**What you will do**:
Set out every line of the material below as a numbered list, leaving out any blank lines.

**Collected data entries**:

^^^^

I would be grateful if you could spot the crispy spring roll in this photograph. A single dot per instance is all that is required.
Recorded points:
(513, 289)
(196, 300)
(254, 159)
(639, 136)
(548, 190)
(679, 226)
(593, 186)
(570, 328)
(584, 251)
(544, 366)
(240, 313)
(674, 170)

^^^^

**Answer in full**:
1. I would be grateful if you could spot the crispy spring roll in this photograph. A single dot per instance is all that is required.
2. Recorded points:
3. (513, 289)
4. (196, 300)
5. (254, 159)
6. (639, 136)
7. (548, 190)
8. (679, 226)
9. (593, 186)
10. (570, 328)
11. (584, 251)
12. (544, 366)
13. (240, 313)
14. (674, 170)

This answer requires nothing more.